▸ 小課題 A: 焼入れリボン鋼に関する本文から、「次に、焼入れリボン鋼の用途に」で始まり「ろにも広く利用されています。」で終わる部分を一字一句違えずに書き写しなさい。
▸ 小課題 B: 焼入れリボン鋼に関する本文の最後の文に続けて、その先を書き進めなさい。

▸ 選定本文:
──────
焼入れリボン鋼とは、ばね用炭素鋼帯の一種であり、一般に焼入鋼帯と呼ばています。

ばね用炭素鋼帯とは、冷間圧延して製造される炭素鋼帯であり、薄板ばねやぜんまいばねなどに使用される材料です。中でも、焼入れリボン鋼は、焼入れ・焼戻しという熱処理加工を施して製造されたばね用炭素鋼帯を指します。焼入れ・焼戻しについては、この後説明していますが、焼入れリボン鋼は熱処理が施されていることで、強度、靭性、弾性に優れた鋼帯となっています。

焼入れ・焼戻しとは

ここで、焼入れ・焼戻しについて説明していきます。

まず、焼入れとは、鋼材を加熱した後、急速に冷却することによって鋼を硬くする熱処理方法を指します。ここで、焼入れによって鋼材は硬くなりますが、脆く、そのまま加工を行うと変形や割れが生じやすくなっています。そこで、焼入れを行った鋼に、焼戻しを行うことによって、硬さを減少させ、靭性を高めます。

参考記事

こちらの記事では、焼入れについて、その種類や特徴をさらに詳しく解説しています。焼入れについて詳しく知りたい方は、ぜひご覧ください。

⇒ 焼き入れとは?焼き入れの種類ごとの特徴に分けて解説!

使われる主な製品

次に、焼入れリボン鋼の用途について見ていきましょう。焼入れリボン鋼は、一般に板金加工の分野において薄板ばねやゼンマイを中心に、幅広い用途で使用されています。例えば、オルゴールや時計用のゼンマイや、掃除機などの電源コードを巻き込むコード引込用ぜんまい、その他にも上図に示したようなカメラシャッターの羽根など、さまざまな製品に使用されており、私たちの生活の身近なところにも広く利用されています。

 

焼入れリボン鋼の加工上の特徴

次に、焼入れリボン鋼の加工上の特徴について見ていきましょう。次のような特徴が挙げられます。

ばねの特性を出す熱処理が不要

焼入れリボン鋼は、既に熱処理が施してあるため、成形・加工後の製品に対する熱処理加工は不要となります。そのため、プレス成型後の熱処理による形状変化がなく、手直し工程の省略が可能となります。

成形には不向きな事も

熱処理が施してある焼入れリボン鋼は、上述したようなメリットもある反面、焼入れによって硬度が高められているため、成形性には乏しくなっています。

 

焼入れリボン鋼以外のばね用炭素鋼帯

ばね用炭素鋼帯は、焼入れリボン鋼の他にも、みがき特殊帯鋼及びベイナイト鋼帯があり、計三種類に分類されます。それでは、焼入れリボン鋼以外のばね用炭素鋼帯についてご説明していきます。

みがき特殊帯鋼

みがき特殊帯鋼は、熱間圧延した鋼板をさらに冷間圧延して製造される鉄鋼材料を指します。みがきという名前は、冷間圧延によって熱間圧延後に生じる黒いスケールを無くし、鉄本来の輝きを持つことに由来しています。なお、焼入れリボン鋼は、みがき特殊帯鋼に対して、焼入れ・焼戻しを施して製造した、ばね用炭素鋼帯であるとも言えます。
──────
▸ 抜粋データ:
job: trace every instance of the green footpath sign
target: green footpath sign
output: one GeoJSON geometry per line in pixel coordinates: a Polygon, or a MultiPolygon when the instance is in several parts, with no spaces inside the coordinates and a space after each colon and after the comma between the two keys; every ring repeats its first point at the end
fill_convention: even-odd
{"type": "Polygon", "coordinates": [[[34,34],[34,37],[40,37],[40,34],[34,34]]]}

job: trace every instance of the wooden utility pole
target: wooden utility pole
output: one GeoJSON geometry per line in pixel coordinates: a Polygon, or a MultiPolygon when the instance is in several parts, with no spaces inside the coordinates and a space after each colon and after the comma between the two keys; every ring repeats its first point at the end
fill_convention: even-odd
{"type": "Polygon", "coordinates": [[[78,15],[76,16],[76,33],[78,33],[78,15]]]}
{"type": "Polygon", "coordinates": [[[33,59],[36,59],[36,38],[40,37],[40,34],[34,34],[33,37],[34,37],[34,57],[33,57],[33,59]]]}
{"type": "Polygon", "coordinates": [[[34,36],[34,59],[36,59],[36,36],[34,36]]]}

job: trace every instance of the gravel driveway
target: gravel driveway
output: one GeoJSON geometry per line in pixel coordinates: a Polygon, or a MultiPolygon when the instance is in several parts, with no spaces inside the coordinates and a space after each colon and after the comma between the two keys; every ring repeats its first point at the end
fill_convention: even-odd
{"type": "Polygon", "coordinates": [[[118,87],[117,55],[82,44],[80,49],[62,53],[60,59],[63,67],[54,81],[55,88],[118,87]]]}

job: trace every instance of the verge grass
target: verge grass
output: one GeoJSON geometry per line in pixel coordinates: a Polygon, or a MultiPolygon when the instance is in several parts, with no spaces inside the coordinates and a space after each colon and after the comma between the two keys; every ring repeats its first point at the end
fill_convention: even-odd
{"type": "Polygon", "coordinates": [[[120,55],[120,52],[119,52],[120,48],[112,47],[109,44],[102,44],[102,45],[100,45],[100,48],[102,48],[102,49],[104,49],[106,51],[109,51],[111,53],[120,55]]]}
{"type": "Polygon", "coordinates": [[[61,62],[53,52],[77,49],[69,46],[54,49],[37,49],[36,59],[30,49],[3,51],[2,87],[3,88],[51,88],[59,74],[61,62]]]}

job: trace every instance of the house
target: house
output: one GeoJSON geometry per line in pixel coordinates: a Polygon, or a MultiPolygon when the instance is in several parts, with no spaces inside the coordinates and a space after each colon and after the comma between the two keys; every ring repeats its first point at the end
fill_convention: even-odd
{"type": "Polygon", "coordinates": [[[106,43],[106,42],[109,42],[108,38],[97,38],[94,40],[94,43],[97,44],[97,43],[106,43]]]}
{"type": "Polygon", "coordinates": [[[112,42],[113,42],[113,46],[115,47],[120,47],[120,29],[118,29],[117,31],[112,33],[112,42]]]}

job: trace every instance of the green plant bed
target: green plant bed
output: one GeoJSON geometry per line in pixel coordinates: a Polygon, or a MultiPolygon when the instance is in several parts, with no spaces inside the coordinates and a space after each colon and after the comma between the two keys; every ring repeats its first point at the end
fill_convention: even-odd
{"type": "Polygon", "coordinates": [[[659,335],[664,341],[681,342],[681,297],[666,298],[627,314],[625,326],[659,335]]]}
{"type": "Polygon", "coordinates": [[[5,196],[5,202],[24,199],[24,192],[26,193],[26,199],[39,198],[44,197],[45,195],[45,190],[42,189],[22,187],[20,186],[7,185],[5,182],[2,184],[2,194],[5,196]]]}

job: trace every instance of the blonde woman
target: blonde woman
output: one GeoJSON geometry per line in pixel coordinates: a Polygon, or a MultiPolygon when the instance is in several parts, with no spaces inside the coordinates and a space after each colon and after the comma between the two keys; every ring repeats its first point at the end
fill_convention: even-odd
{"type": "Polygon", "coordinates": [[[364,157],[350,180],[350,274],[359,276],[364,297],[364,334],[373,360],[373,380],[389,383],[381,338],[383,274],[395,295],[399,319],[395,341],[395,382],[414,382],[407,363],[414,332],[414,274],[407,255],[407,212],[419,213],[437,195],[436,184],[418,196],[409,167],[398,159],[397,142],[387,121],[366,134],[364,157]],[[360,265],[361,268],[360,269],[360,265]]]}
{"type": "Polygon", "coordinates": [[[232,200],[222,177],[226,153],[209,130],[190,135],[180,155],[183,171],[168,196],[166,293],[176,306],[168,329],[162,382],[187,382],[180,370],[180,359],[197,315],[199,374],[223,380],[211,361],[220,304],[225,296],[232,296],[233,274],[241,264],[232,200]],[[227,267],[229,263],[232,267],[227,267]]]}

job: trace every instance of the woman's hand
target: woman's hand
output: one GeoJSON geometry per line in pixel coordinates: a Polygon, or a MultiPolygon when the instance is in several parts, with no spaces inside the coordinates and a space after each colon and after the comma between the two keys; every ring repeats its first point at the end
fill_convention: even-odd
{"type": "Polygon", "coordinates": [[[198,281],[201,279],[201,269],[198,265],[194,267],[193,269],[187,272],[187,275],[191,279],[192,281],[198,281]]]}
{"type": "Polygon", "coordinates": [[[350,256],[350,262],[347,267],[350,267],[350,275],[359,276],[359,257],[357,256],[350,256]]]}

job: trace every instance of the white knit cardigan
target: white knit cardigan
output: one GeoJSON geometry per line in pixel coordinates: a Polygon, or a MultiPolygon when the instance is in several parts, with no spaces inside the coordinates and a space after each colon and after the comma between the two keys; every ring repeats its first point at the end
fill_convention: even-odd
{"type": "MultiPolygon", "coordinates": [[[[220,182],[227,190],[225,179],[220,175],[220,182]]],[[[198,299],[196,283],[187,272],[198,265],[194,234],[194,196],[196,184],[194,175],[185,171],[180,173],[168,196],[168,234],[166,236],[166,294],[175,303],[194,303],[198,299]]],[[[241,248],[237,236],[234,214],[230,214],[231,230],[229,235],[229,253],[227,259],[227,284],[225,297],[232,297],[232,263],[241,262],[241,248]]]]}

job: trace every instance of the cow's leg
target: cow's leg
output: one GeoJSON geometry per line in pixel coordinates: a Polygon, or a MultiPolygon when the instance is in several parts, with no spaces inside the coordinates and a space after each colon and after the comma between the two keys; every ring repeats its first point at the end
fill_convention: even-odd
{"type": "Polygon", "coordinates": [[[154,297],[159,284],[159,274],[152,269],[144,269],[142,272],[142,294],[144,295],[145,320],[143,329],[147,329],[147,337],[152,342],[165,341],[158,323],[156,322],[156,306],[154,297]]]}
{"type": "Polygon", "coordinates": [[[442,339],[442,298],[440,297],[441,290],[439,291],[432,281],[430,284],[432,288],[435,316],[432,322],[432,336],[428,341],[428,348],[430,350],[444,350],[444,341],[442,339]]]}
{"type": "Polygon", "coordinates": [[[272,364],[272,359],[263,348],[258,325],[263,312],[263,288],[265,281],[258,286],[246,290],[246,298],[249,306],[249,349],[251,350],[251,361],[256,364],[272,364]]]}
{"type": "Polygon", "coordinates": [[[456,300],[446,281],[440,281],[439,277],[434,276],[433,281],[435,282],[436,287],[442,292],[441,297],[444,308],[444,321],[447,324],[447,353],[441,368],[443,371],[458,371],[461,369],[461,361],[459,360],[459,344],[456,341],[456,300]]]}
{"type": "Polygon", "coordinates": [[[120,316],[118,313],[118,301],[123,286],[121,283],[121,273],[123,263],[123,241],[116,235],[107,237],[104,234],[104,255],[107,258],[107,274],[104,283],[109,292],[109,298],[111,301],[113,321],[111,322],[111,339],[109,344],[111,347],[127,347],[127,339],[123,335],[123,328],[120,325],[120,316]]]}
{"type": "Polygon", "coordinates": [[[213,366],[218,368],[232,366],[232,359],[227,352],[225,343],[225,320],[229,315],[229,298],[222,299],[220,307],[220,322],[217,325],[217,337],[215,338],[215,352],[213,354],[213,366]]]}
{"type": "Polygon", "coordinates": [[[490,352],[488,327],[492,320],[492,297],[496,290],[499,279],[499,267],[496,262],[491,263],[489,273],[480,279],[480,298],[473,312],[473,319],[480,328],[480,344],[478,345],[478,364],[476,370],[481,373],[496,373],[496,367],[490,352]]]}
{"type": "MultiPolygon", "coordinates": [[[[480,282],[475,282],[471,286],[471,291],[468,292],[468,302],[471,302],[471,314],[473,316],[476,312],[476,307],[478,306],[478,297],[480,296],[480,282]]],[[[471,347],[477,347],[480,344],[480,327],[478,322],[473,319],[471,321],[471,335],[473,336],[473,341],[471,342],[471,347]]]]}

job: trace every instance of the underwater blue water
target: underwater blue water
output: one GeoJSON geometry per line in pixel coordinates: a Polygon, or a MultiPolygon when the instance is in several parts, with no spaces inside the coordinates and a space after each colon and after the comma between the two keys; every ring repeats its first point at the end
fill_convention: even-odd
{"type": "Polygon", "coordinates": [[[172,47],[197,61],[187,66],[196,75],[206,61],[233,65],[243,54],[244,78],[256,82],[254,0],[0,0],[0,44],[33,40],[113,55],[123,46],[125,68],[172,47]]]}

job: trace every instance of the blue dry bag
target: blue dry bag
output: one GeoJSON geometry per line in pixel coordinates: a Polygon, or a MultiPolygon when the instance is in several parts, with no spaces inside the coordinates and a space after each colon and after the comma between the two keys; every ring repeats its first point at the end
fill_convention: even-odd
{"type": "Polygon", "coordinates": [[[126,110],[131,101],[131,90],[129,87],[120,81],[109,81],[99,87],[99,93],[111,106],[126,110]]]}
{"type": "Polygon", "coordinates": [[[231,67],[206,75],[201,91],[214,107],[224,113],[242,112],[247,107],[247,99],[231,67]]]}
──────
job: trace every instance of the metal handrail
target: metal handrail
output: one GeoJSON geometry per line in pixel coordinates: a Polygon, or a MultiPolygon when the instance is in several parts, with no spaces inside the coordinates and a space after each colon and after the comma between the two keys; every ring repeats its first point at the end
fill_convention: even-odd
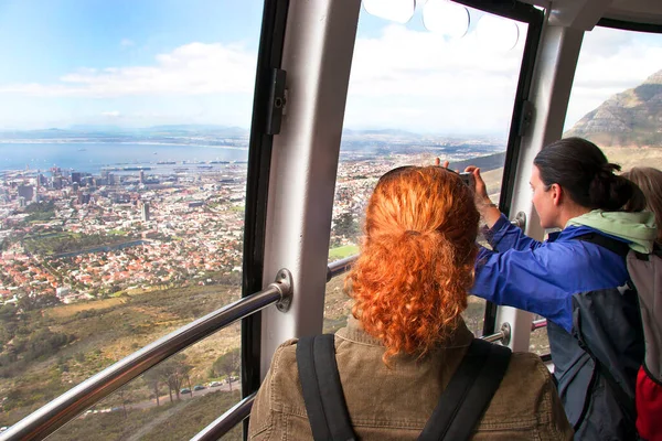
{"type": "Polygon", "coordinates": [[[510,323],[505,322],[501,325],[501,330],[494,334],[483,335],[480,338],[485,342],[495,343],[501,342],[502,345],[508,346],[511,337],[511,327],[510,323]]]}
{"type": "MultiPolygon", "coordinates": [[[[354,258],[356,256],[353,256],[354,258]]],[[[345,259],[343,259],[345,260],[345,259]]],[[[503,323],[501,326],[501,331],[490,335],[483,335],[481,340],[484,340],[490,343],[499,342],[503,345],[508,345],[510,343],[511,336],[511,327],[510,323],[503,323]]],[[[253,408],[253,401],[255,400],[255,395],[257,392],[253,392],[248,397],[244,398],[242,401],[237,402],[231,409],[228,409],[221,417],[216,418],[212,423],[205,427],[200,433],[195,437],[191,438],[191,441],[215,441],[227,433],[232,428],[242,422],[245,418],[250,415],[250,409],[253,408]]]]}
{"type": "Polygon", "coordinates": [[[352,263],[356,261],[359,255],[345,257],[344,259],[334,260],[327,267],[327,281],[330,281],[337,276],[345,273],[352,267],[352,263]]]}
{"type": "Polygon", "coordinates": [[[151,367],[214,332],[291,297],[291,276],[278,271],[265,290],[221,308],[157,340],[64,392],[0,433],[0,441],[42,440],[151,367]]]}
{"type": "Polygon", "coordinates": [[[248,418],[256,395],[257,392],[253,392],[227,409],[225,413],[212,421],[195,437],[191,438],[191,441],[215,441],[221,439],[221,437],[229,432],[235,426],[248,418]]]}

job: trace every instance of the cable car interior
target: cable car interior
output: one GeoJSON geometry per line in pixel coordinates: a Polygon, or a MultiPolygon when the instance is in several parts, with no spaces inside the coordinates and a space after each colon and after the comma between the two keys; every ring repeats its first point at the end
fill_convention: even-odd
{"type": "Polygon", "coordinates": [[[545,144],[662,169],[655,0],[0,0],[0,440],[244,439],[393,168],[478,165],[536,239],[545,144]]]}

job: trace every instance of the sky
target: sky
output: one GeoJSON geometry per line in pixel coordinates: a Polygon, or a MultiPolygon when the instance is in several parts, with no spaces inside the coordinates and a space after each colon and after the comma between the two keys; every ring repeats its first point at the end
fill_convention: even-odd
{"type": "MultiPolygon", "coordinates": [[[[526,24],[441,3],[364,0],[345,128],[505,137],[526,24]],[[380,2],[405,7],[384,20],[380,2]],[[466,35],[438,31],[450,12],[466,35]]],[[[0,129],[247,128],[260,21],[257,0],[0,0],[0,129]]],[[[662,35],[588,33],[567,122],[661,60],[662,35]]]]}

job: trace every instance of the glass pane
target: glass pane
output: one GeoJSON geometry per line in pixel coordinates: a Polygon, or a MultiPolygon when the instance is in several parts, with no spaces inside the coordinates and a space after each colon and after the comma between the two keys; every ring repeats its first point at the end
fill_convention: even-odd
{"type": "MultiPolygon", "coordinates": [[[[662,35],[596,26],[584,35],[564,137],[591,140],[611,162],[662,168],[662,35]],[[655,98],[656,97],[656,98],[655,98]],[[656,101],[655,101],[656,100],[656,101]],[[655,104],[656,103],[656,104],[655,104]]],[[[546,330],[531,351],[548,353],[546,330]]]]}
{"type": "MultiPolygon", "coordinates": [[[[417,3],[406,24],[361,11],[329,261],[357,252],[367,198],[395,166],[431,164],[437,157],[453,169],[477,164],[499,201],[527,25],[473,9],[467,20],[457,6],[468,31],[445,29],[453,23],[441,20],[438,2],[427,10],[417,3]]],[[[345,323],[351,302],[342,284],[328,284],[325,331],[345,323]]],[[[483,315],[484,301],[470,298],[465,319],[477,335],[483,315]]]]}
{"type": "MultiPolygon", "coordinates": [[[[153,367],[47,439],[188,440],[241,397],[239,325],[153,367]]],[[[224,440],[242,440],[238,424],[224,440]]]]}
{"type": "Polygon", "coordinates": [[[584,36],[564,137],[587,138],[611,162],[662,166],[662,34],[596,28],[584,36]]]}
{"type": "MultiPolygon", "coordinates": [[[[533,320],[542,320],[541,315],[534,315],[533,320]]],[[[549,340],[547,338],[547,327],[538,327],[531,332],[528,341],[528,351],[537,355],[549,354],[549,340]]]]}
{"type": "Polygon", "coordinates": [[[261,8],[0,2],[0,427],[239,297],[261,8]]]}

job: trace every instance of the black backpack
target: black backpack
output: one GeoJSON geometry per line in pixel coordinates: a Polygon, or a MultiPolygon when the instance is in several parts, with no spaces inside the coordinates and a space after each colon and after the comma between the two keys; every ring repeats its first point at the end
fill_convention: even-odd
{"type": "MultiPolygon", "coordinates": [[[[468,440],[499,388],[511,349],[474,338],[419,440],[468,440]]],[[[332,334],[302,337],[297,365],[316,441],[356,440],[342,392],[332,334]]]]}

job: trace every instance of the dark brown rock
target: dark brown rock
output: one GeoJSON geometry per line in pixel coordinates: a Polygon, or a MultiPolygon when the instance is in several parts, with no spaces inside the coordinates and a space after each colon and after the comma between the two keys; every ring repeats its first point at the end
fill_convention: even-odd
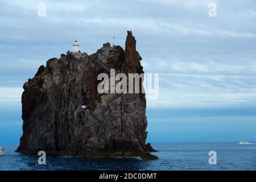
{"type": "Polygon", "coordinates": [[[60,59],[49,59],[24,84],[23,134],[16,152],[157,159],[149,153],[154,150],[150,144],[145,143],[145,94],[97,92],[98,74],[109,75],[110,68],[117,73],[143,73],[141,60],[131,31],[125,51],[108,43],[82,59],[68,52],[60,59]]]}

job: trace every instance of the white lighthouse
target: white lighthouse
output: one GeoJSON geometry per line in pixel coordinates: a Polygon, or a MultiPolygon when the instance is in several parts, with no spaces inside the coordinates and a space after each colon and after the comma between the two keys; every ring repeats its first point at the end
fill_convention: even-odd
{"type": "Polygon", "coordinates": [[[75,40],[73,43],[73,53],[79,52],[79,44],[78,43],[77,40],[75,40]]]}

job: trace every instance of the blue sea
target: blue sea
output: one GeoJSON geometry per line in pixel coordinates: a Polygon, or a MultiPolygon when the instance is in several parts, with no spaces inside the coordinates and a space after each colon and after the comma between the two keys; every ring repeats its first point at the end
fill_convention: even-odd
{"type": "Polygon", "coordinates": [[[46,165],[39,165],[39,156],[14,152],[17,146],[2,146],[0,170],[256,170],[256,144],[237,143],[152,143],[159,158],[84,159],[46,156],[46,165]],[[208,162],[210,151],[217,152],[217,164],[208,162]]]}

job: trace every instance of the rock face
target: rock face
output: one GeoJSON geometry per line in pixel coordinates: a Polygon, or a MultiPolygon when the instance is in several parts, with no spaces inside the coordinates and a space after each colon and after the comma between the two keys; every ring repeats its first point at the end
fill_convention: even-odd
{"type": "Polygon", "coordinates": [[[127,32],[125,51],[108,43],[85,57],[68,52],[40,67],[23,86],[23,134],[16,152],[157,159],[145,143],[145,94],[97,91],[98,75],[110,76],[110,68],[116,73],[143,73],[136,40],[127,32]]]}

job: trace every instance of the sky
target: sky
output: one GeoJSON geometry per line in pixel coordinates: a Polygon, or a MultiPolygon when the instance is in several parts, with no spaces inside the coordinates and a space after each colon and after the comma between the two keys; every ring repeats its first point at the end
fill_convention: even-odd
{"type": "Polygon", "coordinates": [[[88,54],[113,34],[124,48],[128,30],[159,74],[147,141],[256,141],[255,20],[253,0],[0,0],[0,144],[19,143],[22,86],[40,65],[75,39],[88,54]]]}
──────
▸ 課題の出力 A:
次に、焼入れリボン鋼の用途について見ていきましょう。焼入れリボン鋼は、一般に板金加工の分野において薄板ばねやゼンマイを中心に、幅広い用途で使用されています。例えば、オルゴールや時計用のゼンマイや、掃除機などの電源コードを巻き込むコード引込用ぜんまい、その他にも上図に示したようなカメラシャッターの羽根など、さまざまな製品に使用されており、私たちの生活の身近なところにも広く利用されています。

▸ 課題の出力 B:
また、みがき特殊帯鋼は、基本的には説明した通り、熱間圧延の後に冷間圧延を施した鋼材を言いますが、中には冷間圧延後、さらに焼きなましという熱処理加工を行うものもあります。

焼なまし(焼鈍)とは

焼なまし加工は、焼鈍(しょうどん)とも呼ばれ、鋼材を550~650℃ほどの温度に加熱し、その後徐冷していく熱処理法の一つです。材料を軟らかくし、より加工性を上げる目的で行われます。そのため、みがき特殊帯鋼においても、焼なましを施した材質の方がより成形性に優れるという特徴があります。

参考記事

こちらの記事では、熱処理について、その仕組みや種類を詳しく解説しています。熱処理についてさらに詳しく知りたい方は、ぜひご覧ください。

鋼の性質を変える【熱処理】とは?仕組みや種類について徹底解説!

ベイナイト鋼帯

ベイナイト鋼帯とは、上述したみがき特殊帯鋼に対して、オーステンパー処理という熱処理を施して製造されるものを指します。ベイナイト鋼帯は、強さとしなやかさの両方を持つ材料です。

オーステンパー処理とは

オーステンパー処理とは、820〜900℃以上に加熱後、300℃~500℃に冷却、等温保持する処理方法です。この処理によって、ベイナイトと呼ばれる組織が得られることから、「ベイナイト鋼帯」と呼ばれています。このベイナイト組織は、靭性や耐久性に富んだ組織です。そのため、オーステンパー処理は、鋼材の焼入れによる歪みや焼割れの発生を防ぎ、強靭性を与える熱処理法となっています。このことから、ベイナイト鋼帯は、焼入れリボン鋼に比べて、より靭性に優れた材料となっています。

 

焼入れリボン鋼(焼入鋼帯)の表面処理の種類

最後に、焼入れリボン鋼の表面処理の種類について解説していきます。焼入れリボン鋼の表面処理の種類には、下表のようなものが挙げられます。

引用元:日本金属株式会社

まず、表中の光輝白・光輝青・光輝茶に関しては、熱処理時の雰囲気によって表面の色が変わるもので、一般に光輝仕上げと呼ばれています。例えば、無酸素雰囲気で熱処理を行うと材料表面が白色になり、酸素のある雰囲気で熱処理を行うと、酸化皮膜によって材料表面が青・茶色になります。焼入れリボン鋼は、鋼素材であるため錆やすいのですが、光輝仕上げを施すことによって、防錆性を向上させることができます。また、耐摩耗性や耐疲労性を向上させる役割もあります。

次に、表中の研磨白・研磨青・研磨茶に関しては、研磨仕上げと呼ばれ、その名の通り熱処理後に研磨し、着色したものを指します。なお、研磨白については、着色はなく、研磨のみ施された仕上げ方法となっています。研磨仕上げでは、熱処理によって材料表面に発生したスケールなどを除去することによって、表面の平滑性を高められます。さらに、付着物などのない材料へ仕上げることができるため、精密機器部品などに利用されます。なお、光輝仕上げの施された製品と比較すると、防錆性はやや劣ります。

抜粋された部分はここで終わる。